:: TEXTO EXTRAÍDO ::

Engulhos de ontem, doentes de hoje: pensar a loucura em Portugal no século XIX. O caso do distrito de Viana do Castelo
Resumo
A humanização da loucura, fruto do desenvolvimento científico, permitiu que esta fosse abordada sob o prisma da cientificidade e não do obscurantismo. Essa mudança terá consequências no domínio da própria percepção do alienado. Progressivamente, este deixa de ser visto como um estorvo ao progresso social, para ser encarado como um doente, com perspectivas de cura, mediante a aplicação de uma terapêutica adequada. Porém, este não foi um processo célere, linear e generalizado. Podemos mesmo afirmar que estas duas concepções da loucura coexistiram na sociedade ocidental durante muito tempo. No século XIX, o louco continuava a ser considerado como um «empecilho», por fazer perigar, através dos seus comportamentos, os valores da sociedade burguesa. Tido como desprovido de racionalidade, não podia ser considerado um Homem na verdadeira acepção da palavra, não dispondo, por isso, de liberdade. Era o «idiota», o «doudo» o «demente», como ainda aparece descrito nos documentos de oitocentos, que, por causa do seu desvio, atentava contra a propriedade e a tranquilidade pública. Deste modo, a sociedade oitocentista vai lidando com os homens e mulheres alienados de forma claramente antagónica: ora encarando-os como doentes, ora como estorvos ao progresso social. Admitia que o louco devia ser amparado, mas reivindicava também a protecção da população face aos riscos que a sua presença comportava. A medida ideal para combater, eliminar e, se possível, tratar a alienação era o isolamento. Esta solução não podia ser encarada como um acto de desumanidade, mas antes como um passo crucial para o desenvolvimento da sociedade, através do afastamento dos elementos menos capazes, apesar da visão mais humanista que foi desenvolvida no século XVIII sobre as doenças e os doentes mentais.

:::
:: DADOS FORNECIDOS ::

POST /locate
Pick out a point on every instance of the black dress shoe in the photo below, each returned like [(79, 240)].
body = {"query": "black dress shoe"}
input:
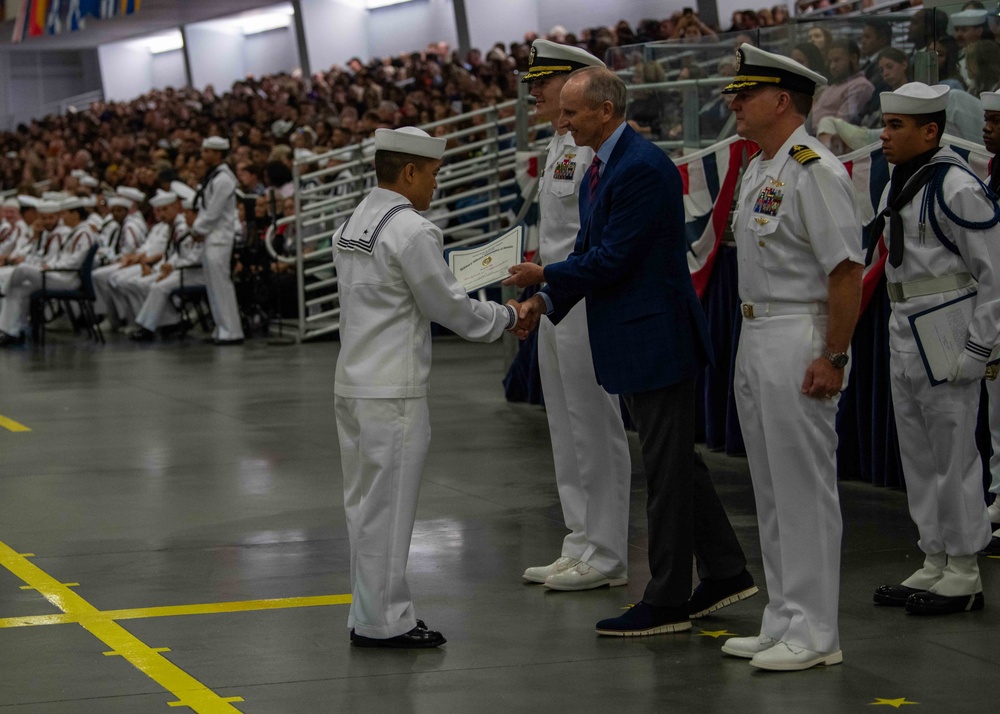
[(712, 595), (417, 638), (993, 548), (927, 603), (894, 595)]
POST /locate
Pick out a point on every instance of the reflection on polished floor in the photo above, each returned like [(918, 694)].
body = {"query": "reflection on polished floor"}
[(194, 496)]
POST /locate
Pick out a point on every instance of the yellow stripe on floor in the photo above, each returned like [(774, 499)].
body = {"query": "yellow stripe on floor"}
[(11, 425), (210, 608), (189, 691)]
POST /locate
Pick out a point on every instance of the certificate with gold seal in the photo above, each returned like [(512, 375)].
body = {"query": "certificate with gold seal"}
[(486, 264)]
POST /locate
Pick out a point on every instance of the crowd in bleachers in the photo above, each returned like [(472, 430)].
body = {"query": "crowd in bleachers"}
[(154, 141)]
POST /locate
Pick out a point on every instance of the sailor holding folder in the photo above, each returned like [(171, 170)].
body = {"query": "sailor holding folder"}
[(393, 283), (944, 244)]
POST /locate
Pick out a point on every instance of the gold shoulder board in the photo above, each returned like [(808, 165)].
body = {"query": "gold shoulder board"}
[(803, 154)]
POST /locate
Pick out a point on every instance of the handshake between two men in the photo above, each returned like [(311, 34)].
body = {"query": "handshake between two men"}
[(531, 310)]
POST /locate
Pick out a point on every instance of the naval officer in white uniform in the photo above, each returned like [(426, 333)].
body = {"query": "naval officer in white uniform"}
[(589, 447), (216, 226), (944, 244), (393, 283), (798, 235)]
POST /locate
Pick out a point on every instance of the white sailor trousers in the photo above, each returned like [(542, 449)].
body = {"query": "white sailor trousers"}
[(589, 447), (221, 293), (383, 445), (941, 464), (24, 280), (791, 444), (157, 310), (993, 389)]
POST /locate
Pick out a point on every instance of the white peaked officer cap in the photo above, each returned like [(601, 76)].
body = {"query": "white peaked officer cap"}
[(409, 140), (132, 194), (183, 191), (217, 143), (548, 58), (969, 18), (758, 68), (915, 98), (163, 198), (49, 206)]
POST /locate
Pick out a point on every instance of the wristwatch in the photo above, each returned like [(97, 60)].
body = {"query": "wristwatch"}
[(837, 359)]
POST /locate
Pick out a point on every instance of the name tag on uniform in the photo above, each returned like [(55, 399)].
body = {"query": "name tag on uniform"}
[(565, 169), (768, 201)]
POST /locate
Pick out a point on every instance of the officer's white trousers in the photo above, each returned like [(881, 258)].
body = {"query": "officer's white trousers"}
[(941, 464), (791, 444), (589, 447), (383, 444), (221, 293)]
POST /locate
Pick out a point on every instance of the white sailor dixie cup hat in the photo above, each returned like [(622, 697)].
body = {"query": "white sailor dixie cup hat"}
[(217, 143), (163, 198), (548, 58), (757, 68), (132, 194), (969, 18), (410, 140), (915, 98)]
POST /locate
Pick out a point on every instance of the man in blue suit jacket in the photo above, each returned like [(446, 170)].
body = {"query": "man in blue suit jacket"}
[(649, 340)]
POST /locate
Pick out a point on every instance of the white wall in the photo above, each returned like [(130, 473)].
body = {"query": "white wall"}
[(336, 30), (270, 52), (126, 70), (167, 70), (502, 21), (412, 26)]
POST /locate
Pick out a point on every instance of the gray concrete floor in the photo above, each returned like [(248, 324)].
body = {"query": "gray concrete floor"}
[(181, 474)]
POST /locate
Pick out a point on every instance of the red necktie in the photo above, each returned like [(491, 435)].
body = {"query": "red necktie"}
[(594, 175)]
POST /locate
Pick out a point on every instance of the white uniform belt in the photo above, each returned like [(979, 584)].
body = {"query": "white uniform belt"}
[(901, 292), (775, 309)]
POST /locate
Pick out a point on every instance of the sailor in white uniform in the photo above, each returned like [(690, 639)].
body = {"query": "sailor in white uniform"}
[(589, 446), (216, 226), (393, 283), (27, 277), (183, 253), (991, 139), (944, 244), (798, 234)]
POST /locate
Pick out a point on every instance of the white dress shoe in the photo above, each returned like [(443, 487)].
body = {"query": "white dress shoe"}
[(784, 657), (747, 647), (994, 511), (581, 577), (539, 573)]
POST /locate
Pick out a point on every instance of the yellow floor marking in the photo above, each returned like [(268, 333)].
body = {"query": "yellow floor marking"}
[(189, 691), (11, 425), (210, 608)]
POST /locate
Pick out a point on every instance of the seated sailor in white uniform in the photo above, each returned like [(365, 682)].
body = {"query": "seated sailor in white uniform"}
[(27, 277), (183, 254), (393, 283)]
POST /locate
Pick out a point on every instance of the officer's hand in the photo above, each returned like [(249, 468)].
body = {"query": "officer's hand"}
[(968, 368), (524, 275), (823, 380)]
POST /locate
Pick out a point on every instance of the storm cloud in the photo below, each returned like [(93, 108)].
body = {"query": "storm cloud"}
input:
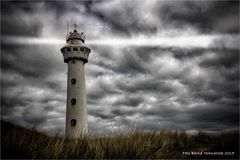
[(146, 87)]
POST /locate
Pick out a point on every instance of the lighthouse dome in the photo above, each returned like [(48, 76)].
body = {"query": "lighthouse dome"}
[(75, 37)]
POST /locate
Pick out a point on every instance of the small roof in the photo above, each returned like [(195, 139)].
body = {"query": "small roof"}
[(76, 35)]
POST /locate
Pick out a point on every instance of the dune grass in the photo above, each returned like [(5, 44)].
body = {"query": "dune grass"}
[(18, 142)]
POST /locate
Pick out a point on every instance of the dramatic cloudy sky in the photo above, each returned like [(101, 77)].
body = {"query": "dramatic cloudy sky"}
[(154, 64)]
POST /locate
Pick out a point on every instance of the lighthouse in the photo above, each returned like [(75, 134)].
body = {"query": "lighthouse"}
[(75, 54)]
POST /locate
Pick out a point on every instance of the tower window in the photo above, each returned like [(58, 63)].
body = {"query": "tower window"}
[(73, 81), (73, 122), (73, 101)]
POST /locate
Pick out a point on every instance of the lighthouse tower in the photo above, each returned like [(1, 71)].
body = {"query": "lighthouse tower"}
[(75, 54)]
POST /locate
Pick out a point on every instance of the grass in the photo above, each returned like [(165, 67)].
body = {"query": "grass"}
[(22, 143)]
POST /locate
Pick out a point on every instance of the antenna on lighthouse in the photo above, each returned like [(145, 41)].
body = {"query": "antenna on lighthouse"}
[(67, 27), (75, 26)]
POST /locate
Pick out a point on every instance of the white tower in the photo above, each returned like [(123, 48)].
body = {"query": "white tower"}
[(76, 54)]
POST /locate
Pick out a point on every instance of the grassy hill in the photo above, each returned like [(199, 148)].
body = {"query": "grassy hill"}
[(18, 142)]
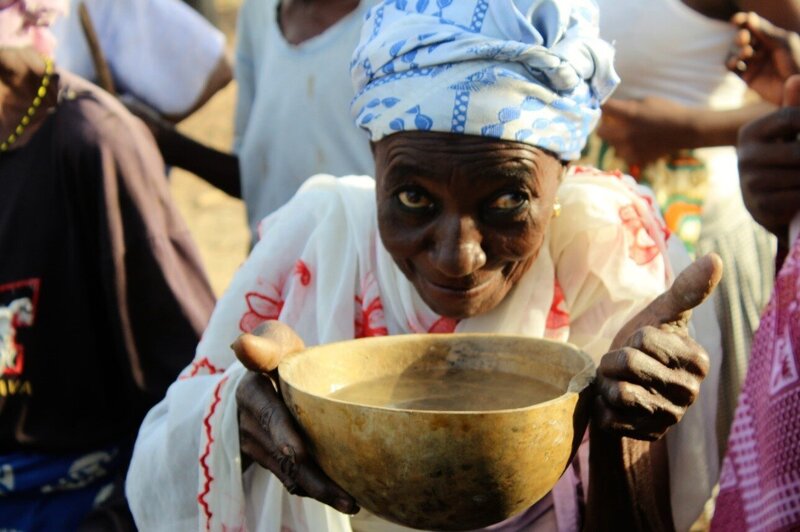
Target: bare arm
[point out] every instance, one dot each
(642, 131)
(644, 386)
(217, 80)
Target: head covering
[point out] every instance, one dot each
(533, 71)
(26, 23)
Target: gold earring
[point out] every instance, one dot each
(556, 208)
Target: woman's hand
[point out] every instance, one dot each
(653, 373)
(763, 55)
(268, 434)
(642, 131)
(769, 164)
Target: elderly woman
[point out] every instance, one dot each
(470, 225)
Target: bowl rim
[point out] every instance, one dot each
(577, 384)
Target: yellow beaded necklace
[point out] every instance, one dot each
(37, 101)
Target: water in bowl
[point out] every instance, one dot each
(449, 389)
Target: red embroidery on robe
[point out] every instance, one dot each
(642, 249)
(200, 365)
(558, 317)
(260, 309)
(208, 478)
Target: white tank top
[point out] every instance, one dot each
(667, 49)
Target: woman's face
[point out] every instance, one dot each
(463, 217)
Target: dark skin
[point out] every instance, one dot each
(641, 131)
(768, 59)
(459, 211)
(21, 72)
(768, 164)
(300, 20)
(463, 247)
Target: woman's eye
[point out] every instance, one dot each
(414, 199)
(508, 202)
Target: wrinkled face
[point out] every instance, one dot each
(463, 217)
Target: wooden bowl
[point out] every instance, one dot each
(437, 462)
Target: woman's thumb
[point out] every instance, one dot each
(791, 91)
(265, 347)
(674, 307)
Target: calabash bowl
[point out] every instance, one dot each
(447, 469)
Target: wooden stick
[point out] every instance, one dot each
(104, 78)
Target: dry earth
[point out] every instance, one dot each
(216, 221)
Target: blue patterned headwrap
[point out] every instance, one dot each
(533, 71)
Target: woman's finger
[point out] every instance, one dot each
(636, 425)
(270, 436)
(633, 366)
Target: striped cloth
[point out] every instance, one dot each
(748, 252)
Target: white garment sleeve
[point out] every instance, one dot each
(185, 473)
(610, 256)
(611, 262)
(161, 51)
(244, 70)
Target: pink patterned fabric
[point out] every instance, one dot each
(760, 480)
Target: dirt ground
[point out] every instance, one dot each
(217, 222)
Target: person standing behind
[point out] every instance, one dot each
(102, 294)
(293, 109)
(762, 466)
(160, 52)
(673, 122)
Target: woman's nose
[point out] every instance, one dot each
(457, 251)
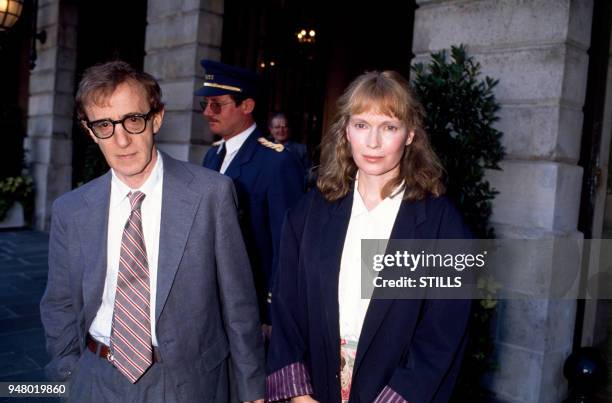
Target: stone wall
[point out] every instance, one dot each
(50, 106)
(538, 51)
(180, 34)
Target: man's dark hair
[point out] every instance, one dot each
(275, 115)
(100, 81)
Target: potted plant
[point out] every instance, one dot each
(16, 200)
(460, 113)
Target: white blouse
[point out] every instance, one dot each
(374, 224)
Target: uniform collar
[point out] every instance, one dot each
(232, 145)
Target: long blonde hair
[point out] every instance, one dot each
(387, 93)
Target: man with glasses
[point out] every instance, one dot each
(149, 295)
(268, 178)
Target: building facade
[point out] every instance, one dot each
(539, 50)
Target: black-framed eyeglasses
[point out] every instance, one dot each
(215, 106)
(134, 123)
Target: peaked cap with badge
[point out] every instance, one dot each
(221, 79)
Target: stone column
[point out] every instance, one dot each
(50, 106)
(179, 35)
(538, 50)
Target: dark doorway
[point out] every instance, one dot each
(594, 188)
(15, 70)
(107, 31)
(304, 76)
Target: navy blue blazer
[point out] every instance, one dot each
(413, 346)
(267, 183)
(300, 151)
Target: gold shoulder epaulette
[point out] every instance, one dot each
(267, 143)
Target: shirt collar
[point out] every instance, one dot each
(359, 206)
(120, 190)
(232, 145)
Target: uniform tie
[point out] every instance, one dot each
(220, 158)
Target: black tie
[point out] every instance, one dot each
(220, 158)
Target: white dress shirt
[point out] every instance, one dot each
(233, 145)
(374, 224)
(118, 214)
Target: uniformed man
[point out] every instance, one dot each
(268, 179)
(278, 125)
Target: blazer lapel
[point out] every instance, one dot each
(179, 206)
(333, 233)
(92, 224)
(409, 216)
(244, 155)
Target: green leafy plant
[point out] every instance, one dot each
(460, 111)
(16, 189)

:::

* **ENUNCIADO**
No texto sobre a loucura em Portugal no século XIX, qual era a medida considerada ideal para combater, eliminar e, se possível, tratar a alienação?

* **RESOLUÇÃO**
A medida ideal era o isolamento.